* START Text provided *

# gigabit card in 100mbit mode

## m0021

I have a problem with my samba server. when i copy files from my gentoo samba server over the ethernet, i only get 10-12 megabyte/s.

after a few hours of researches, i found out, that my network card is in 100 mbit mode. (ethtool eth0 says the following:

Supported ports: [ TP ]

Supported link modes:

10baseT/Half 10baseT/Full

100baseT/Half 100baseT/Full

1000baseT/Half 1000baseT/Full

Supports auto-negotiation: Yes

Advertised link modes:

10baseT/Half 10baseT/Full

100baseT/Half 100baseT/Full

1000baseT/Half 1000baseT/Full

Advertised auto-negotiation: Yes

Speed: 100Mb/s

Duplex: Full

Port: Twisted Pair

PHYAD: 0

Transceiver: internal

Auto-negotiation: on

Supports Wake-on: pg

Wake-on: d

Current message level: 0x000000ff (255)

Link detected: yes)

i already tried to manualy set the speedmode (ethtool eth0 -s speed 1000 duplex full) but the value of Speed has not been changed. then i tried to set autoneg to off, but it wont work. i also wrote a executable script that sets the speed on boot (/init.d/...), but nothing worked. Im sure to using the right kernel driver for my ethernet card (SkyKonnect Yukon 2 for Marvell Technology Group Ltd. 88E8053 PCI-E Gigabit Ethernet onboard)...

for setting my network configuration i use the net.eth0 script.

* END Text provided *
* START Information given *

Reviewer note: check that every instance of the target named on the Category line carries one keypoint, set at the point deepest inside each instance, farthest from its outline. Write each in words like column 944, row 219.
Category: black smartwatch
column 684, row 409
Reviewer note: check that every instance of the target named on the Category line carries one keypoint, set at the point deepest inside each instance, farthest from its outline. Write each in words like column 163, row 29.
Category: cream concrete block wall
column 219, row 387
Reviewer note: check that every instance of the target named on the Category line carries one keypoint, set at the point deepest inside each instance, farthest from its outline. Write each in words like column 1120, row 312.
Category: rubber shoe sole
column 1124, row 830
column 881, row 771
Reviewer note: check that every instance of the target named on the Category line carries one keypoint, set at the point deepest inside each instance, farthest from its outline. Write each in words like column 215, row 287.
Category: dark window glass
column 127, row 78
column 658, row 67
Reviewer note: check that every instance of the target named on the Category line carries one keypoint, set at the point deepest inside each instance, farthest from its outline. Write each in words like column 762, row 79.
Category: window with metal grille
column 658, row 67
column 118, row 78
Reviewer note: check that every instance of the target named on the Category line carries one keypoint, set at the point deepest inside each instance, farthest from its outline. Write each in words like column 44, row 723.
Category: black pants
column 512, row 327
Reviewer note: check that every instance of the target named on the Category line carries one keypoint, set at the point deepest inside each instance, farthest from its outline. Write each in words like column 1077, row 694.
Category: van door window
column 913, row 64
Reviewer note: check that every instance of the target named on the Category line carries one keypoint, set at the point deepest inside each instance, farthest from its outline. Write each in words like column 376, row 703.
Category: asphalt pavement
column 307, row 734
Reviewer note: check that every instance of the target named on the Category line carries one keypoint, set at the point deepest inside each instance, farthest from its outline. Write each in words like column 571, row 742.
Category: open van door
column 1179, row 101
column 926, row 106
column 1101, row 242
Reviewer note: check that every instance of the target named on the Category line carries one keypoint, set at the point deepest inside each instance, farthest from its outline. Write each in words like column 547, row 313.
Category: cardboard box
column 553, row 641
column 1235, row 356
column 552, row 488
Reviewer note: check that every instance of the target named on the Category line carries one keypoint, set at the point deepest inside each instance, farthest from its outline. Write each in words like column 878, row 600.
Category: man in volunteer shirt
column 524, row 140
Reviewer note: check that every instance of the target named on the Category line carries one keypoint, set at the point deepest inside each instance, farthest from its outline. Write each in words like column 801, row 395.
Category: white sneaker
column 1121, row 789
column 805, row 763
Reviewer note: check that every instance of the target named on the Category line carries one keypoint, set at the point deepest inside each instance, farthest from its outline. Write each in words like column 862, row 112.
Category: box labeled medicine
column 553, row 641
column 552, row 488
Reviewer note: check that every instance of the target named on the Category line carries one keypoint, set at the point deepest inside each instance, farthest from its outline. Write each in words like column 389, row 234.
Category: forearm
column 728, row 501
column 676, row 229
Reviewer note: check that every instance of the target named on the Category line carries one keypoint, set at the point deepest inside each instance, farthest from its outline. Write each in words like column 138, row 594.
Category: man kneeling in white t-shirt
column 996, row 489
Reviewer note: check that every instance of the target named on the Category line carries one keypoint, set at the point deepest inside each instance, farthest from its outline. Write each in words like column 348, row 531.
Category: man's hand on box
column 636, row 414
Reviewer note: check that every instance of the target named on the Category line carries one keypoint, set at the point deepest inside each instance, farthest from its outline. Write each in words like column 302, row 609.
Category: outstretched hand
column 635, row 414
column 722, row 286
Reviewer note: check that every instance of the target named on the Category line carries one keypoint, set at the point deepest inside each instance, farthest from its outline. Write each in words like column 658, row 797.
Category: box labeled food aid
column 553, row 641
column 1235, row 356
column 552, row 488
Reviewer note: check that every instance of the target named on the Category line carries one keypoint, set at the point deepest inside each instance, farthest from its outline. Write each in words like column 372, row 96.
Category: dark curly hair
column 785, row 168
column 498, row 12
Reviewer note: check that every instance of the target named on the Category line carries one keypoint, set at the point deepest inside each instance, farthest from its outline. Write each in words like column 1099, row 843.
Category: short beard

* END Information given *

- [Written instruction] Continue the forum post about the gigabit network card stuck in 100 Mbit mode, starting after its last sentence.

- [Response to this exercise]
if anybody has an idea how to solve that problem, i would be very happy

----------

## Rexilion

Well, if it would support it, then 1000 should be chosen automatically otherwise it's a bug. Does the other end support 1000mbit?

----------

## m0021

yes, other line ethtool says Speed 1000Mb/s.

on the other clients gigabit ethernet is fully working, only the samba server has this problem

----------

## msalerno

You could check to see what the options are for the module, it might be better to set speed and duplex while loading the module.

http://en.gentoo-wiki.com/wiki/Sky2

----------

## m0021

 *Quote:*   

> 
> 
> You could check to see what the options are for the module, it might be better to set speed and duplex while loading the module.
> 
> http://en.gentoo-wiki.com/wiki/Sky2
> ...

 

thanks for your help

I didnt compile Sky2 as a module.

and i havent found the kernel options on that page that could slow down the transfer rate in my config

----------

## Rexilion

 *m0021 wrote:*   

>  *Quote:*   
> 
> You could check to see what the options are for the module, it might be better to set speed and duplex while loading the module.
> 
> http://en.gentoo-wiki.com/wiki/Sky2
> ...

 

Those options could be outdated, you should try to:

If it's a module:

modinfo sky2

Or if builtin, simply go to:

/sys/module/sky2/parameters

And see if something there can be changed. If you want to apply these changes on boot, then:

If it's a module:

modprobe sky2 option=parameter

Or if builtin, simply append this to the kernel line in grub:

sky2.module=parameter

Good luck!

----------

## m0021

i cant find sky2 under /sys/module/, were else could it be?

lshw says the following:

                description: Ethernet interface

                product: 88E8053 PCI-E Gigabit Ethernet Controller

                vendor: Marvell Technology Group Ltd.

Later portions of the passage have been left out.